■ Text zur Prüfung ■

====

Österreich ist in der GSVP bereits Mitglied einer Verteidigungsallianz, die eine Beistandspflicht im Falle eines Angriffs auf einen Mitgliedsstaat beinhaltet. Diese Beistandspflicht wurde beim Ratstreffen am 11. und 12. März in Versailles bekräftigt, und klargestellt, dass auch Neutrale wie Österreich, die von der aktiven militärischen Beistandspflicht ausgenommen sind, ihrerseits den militärischen Schutz der Union in Anspruch nehmen könne. Bundeskanzler Nehammer stellte dann auch fest, Österreich wird von der EU geschützt.
Der Überfall Russlands auf die Ukraine hat zwei Jahre strategischen Umdenkens über Nacht ins Gegenteil verkehrt. Generalstabschef Robert Brieger erklärte, man wisse genau was das Bundesheer benötige und listete danach praktisch jede Waffengattung auf, die im Gießkannenprinzip mit mehr Geld bedient werden solle. Es war sogar die Rede von einer Zwei-Flotten-Lösung für die Luftwaffe, zuzüglich zu einem Zukauf von doppelsitzigen Eurofightern. Die Ministerin schwenkte sofort auf die neue Linie ein und verlangt nun ebenfalls massive Budgeterhöhungen, ohne jedoch Szenarien vorzulegen, die den Bedarf an bestimmten Waffengattungen aufzeigen würden.

====

Führen Sie den Text zur österreichischen Verteidigungspolitik im Anschluss an seinen letzten Satz weiter.

Daten zur natürlichsprachlichen Objektverortung:

====

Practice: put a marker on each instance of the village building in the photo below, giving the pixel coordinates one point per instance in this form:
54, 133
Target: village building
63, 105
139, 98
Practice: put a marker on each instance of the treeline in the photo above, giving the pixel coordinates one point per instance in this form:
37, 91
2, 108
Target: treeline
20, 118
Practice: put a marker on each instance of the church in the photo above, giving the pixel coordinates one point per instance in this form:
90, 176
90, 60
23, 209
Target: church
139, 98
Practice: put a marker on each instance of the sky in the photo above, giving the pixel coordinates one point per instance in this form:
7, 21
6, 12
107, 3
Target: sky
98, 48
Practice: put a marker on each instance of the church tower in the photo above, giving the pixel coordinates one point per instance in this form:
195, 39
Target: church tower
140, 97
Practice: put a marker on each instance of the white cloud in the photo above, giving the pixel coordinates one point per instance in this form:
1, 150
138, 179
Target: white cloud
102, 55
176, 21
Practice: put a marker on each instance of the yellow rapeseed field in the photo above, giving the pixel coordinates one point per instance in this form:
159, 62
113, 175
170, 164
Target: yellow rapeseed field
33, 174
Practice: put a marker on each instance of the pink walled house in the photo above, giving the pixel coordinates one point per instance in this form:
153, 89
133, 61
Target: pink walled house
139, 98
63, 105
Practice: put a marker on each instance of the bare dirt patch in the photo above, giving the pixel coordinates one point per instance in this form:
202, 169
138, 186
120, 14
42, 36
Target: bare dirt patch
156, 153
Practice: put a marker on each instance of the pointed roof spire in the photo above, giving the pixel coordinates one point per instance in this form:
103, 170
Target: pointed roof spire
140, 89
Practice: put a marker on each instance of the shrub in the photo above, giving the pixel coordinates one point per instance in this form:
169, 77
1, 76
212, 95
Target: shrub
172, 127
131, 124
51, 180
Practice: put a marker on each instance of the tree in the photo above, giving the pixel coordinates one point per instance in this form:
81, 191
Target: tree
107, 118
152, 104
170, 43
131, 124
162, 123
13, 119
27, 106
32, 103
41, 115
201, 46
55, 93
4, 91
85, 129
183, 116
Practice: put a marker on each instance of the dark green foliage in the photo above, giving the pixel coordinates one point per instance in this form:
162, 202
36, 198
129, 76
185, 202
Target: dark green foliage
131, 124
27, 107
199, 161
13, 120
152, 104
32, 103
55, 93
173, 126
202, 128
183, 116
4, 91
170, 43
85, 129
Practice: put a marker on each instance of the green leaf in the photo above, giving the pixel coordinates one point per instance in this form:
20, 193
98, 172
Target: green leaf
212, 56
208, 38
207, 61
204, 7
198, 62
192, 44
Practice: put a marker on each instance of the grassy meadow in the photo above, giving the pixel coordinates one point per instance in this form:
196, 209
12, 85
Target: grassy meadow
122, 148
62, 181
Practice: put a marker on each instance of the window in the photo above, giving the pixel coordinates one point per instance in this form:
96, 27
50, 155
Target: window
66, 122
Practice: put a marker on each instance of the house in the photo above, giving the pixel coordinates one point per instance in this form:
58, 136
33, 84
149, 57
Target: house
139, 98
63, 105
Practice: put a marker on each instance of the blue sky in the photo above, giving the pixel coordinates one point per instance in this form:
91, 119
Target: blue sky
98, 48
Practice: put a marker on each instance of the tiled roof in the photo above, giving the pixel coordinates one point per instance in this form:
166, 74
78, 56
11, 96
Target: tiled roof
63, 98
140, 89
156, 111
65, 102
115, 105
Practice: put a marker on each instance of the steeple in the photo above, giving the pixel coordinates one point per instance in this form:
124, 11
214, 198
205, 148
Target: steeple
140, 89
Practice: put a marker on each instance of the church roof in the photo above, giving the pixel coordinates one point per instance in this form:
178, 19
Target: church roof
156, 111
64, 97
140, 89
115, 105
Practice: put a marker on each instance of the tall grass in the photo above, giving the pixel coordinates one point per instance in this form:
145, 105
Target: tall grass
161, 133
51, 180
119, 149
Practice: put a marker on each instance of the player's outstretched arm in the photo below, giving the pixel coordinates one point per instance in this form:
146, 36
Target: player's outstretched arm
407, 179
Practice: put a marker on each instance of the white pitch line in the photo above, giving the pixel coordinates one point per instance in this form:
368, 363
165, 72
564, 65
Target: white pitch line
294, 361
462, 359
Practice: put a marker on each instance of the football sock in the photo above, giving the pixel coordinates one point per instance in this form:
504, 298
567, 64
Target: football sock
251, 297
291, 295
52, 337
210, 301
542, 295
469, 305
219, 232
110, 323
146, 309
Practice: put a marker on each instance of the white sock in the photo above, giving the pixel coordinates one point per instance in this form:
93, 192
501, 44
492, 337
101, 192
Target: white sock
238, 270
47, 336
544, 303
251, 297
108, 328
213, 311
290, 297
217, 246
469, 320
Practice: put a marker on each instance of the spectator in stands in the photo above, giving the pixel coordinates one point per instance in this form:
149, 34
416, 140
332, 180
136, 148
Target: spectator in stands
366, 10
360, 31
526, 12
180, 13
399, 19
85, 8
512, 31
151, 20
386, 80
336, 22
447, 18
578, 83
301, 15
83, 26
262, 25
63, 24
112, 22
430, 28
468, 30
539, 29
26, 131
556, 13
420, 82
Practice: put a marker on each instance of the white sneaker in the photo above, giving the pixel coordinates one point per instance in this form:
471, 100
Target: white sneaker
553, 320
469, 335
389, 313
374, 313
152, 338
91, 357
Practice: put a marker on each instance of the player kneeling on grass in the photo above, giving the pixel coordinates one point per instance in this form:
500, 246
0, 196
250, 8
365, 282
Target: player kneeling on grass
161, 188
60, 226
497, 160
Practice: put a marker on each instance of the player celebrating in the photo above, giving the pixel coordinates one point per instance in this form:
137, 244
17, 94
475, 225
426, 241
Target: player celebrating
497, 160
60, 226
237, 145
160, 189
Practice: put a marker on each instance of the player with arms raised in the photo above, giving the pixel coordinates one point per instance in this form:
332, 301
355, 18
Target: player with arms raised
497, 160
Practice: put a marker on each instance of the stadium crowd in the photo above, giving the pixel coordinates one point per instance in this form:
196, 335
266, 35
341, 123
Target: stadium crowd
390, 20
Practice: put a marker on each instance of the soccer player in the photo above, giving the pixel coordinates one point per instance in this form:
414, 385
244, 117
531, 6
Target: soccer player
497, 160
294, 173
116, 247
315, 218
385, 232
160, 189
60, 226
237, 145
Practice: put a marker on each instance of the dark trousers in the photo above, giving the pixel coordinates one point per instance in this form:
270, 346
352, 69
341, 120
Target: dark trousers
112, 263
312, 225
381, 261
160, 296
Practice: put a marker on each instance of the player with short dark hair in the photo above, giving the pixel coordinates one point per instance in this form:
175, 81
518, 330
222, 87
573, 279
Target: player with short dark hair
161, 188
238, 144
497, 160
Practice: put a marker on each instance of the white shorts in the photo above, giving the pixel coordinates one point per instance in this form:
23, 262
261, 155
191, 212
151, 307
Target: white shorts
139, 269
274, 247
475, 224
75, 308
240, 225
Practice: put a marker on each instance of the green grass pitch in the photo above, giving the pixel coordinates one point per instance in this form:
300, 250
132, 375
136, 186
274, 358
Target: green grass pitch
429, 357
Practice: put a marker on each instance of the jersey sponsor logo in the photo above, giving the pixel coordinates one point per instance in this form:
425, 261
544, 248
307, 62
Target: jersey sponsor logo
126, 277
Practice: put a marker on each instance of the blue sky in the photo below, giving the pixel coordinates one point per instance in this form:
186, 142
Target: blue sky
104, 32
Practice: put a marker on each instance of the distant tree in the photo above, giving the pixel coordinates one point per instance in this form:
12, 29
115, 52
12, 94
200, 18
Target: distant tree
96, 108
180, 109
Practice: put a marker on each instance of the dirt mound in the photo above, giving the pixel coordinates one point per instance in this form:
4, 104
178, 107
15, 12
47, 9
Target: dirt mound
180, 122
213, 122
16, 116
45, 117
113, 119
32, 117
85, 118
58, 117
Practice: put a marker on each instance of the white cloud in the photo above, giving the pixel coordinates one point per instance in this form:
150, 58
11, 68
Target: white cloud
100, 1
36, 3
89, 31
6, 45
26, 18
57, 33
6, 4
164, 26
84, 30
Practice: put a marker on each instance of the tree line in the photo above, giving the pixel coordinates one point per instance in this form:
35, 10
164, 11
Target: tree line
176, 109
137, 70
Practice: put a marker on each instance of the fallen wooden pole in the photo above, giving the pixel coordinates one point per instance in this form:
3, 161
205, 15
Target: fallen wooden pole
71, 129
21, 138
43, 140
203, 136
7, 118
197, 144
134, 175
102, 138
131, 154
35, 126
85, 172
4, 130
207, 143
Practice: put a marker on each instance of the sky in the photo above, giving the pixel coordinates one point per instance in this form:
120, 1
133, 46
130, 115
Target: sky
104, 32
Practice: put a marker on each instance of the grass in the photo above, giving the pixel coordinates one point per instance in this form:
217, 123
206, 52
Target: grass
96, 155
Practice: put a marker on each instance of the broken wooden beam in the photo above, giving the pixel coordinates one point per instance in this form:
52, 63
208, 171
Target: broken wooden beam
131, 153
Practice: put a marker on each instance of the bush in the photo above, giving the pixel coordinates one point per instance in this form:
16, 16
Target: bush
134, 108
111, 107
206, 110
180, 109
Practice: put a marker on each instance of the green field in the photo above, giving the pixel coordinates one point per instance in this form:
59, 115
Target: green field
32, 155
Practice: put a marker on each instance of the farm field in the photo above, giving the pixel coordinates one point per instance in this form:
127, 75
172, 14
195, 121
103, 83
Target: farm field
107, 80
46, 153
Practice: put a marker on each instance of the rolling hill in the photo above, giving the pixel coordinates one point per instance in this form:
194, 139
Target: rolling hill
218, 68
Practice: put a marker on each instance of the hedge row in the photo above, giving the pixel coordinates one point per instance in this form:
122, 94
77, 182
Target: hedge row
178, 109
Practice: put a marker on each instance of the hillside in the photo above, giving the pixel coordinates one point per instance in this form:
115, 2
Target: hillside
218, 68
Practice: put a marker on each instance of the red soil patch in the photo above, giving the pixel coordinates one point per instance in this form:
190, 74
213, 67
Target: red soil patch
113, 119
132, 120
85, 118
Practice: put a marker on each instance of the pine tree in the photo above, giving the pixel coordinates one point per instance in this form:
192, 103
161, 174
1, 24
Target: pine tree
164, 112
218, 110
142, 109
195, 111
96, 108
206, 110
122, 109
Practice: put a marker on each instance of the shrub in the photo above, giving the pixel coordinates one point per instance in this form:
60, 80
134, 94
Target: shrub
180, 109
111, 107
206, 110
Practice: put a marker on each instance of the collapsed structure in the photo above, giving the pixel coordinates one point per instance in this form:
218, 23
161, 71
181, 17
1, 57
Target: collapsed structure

====

■ Übungsergebnis ■
Die Lehren aus dem Krieg in der Ukraine stehen inmitten der Kampfhandlungen noch aus, aber einige zeichnen sich bereits ab.
Brigadier Erich Cibulka, Präsident der Österreichischen Offiziersgesellschaft meint dazu, dass der Maßstab nicht mehr sein könne, einen konventionellen Angriff auf Österreich abwehren zu können. Das werde als „sowieso nicht realistisch eingeschätzt." Stattdessen ginge es darum, dass Österreich „in der Lage ist, sogenannte Schutzoperationen bewältigen zu können."
Um also nicht nur die Höhe des benötigten Landesverteidigungsbudgets, sondern auch die genaue Mittelverwendung einschätzen zu können, muss das BMLV realistische Szenarien vorlegen und die bestmöglichen Lösungen auf die wahrscheinlichen Herausforderungen ausarbeiten.
Fragen dieser Natur müssen analysiert und beantwortet sowie auf breiter Basis diskutiert werden, ehe man Steuergeld „sinnvoll und im Sinne der Ökonomie und des Steuerzahlers“ (Zitat Gen. Brieger) verwenden kann. Der Ruf nach schweren Waffen oder Abfangjägern darf nicht nach dem politisch opportunen Gießkannenprinzip getätigt werden, sondern muss auf einer strategischen Analyse von Bedrohungsszenarien sowie einer Abwägung der Kosten und Nutzen von verschiedenen Optionen, wie zum Beispiel von kooperativen europäischen vs. eigenständigen Lösungen beruhen.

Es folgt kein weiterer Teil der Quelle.